- _READING PASSAGE_
__________

Discovering and Understanding Haitian Culture
- Delve into the history and culture of Haiti through readings, lectures, site visits and excursions.
- Gain a deeper understanding of Haiti’s complex connections to the United States as well as the state of post-earthquake Haiti.
- Engage with leading non-profit organizations in Haiti to learn best practices in respectful, responsible and sustainable development work.
Haiti is the first Black Republic in the Western Hemisphere and the second country to gain its independence in the Americas. Too often people think of Haiti as only a place of disaster and diseases. But Haiti is filled with a vibrant history and culture. This program will provide the opportunity to delve into the history and culture of Haiti through interactions with various partners that will challenge stereotypical representations of Haiti and Haitian culture.

__________

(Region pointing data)

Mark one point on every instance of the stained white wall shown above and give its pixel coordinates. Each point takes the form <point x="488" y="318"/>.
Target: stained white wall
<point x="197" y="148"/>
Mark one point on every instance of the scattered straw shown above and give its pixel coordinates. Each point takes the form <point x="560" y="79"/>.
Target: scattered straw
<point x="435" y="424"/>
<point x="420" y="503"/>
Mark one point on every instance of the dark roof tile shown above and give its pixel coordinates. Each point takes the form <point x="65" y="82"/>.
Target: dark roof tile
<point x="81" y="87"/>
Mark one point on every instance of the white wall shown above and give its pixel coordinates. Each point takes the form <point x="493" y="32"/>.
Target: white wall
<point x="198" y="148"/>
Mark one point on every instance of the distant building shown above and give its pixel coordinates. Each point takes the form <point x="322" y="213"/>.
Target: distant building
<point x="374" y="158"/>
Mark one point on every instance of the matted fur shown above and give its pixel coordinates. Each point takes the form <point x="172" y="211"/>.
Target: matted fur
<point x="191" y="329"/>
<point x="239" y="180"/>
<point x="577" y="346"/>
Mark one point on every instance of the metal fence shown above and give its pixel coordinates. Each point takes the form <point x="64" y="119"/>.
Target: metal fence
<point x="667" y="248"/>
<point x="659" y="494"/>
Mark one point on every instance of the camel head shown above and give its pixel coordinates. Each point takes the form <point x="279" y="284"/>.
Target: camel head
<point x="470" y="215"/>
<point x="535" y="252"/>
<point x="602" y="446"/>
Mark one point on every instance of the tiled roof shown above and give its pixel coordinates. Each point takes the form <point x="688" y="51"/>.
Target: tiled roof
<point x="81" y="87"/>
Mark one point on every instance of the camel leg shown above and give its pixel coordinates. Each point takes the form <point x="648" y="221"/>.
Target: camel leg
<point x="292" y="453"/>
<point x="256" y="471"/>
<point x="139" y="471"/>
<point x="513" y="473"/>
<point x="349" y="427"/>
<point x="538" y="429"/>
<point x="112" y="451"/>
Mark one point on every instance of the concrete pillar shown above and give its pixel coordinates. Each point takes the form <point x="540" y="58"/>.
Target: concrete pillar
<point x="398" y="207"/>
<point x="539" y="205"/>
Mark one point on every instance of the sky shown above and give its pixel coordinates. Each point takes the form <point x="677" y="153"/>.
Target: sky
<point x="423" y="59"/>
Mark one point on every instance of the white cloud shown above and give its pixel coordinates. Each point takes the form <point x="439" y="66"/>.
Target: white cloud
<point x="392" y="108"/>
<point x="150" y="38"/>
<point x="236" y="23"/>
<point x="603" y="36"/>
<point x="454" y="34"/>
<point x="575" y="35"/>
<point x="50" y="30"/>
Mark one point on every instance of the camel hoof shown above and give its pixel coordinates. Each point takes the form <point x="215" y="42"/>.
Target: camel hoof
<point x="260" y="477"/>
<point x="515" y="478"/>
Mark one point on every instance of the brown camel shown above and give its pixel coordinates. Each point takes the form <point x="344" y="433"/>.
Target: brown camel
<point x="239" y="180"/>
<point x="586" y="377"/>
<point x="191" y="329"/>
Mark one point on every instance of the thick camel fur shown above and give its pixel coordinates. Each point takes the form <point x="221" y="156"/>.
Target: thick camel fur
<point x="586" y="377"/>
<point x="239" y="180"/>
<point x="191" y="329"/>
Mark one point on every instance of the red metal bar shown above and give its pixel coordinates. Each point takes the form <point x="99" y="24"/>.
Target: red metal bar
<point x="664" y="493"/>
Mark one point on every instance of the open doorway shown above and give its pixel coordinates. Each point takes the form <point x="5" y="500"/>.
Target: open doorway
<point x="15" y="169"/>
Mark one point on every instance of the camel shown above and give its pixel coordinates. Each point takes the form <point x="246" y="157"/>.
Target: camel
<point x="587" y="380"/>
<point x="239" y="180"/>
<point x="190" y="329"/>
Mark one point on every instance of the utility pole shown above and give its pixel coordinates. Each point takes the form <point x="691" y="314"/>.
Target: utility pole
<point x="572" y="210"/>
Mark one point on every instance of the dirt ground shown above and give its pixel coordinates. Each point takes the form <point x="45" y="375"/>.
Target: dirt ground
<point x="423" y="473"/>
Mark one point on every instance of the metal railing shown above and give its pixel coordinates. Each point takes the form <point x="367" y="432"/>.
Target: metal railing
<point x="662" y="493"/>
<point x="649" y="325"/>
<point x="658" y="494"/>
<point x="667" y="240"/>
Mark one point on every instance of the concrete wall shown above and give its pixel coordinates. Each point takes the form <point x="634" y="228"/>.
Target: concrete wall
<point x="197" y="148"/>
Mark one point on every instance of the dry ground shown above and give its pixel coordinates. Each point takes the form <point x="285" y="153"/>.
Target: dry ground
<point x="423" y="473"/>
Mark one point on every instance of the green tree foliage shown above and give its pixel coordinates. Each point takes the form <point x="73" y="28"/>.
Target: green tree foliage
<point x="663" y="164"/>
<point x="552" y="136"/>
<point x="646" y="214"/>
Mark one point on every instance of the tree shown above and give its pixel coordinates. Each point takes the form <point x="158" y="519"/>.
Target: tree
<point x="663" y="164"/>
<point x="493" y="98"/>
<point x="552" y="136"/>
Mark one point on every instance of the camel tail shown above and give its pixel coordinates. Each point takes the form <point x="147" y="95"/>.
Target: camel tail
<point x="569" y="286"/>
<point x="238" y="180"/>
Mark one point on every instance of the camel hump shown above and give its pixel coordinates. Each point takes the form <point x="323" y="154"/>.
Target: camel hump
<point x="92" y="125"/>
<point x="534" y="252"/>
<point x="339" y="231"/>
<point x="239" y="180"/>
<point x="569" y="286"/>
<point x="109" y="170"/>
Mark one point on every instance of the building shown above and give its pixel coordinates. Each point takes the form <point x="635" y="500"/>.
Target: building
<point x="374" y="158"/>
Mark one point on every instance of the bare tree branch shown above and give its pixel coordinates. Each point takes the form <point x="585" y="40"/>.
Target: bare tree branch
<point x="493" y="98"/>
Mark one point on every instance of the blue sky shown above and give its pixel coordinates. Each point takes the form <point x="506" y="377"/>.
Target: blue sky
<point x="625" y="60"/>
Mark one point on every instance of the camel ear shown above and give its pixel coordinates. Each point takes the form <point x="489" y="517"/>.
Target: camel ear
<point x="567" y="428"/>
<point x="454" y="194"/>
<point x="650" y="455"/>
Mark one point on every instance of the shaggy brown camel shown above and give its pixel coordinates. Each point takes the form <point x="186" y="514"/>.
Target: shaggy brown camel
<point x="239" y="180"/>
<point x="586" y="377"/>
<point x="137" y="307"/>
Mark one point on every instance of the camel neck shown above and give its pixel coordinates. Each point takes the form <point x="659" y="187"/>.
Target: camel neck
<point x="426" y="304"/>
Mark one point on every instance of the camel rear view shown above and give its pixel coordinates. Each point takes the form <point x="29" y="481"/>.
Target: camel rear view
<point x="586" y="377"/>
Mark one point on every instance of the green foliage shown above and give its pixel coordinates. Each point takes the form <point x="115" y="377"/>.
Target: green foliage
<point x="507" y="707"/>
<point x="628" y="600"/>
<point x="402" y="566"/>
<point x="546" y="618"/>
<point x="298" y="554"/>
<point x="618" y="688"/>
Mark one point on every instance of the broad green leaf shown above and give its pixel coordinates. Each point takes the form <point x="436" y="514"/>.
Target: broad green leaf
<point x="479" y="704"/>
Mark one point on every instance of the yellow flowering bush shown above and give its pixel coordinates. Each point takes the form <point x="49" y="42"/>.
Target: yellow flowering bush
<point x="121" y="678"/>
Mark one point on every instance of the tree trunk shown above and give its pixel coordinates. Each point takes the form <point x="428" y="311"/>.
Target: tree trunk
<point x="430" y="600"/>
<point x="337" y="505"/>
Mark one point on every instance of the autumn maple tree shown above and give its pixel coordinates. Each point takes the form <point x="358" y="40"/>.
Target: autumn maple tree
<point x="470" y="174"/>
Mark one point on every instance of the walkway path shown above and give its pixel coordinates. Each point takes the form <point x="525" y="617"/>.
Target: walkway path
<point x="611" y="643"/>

__________

- _TASK DIRECTIONS_
According to the program description on Haitian culture, what distinction does Haiti hold in the Western Hemisphere? Answer using only the program description on Haitian culture.

- _COMPLETED TASK_
It is the first Black Republic in the Western Hemisphere.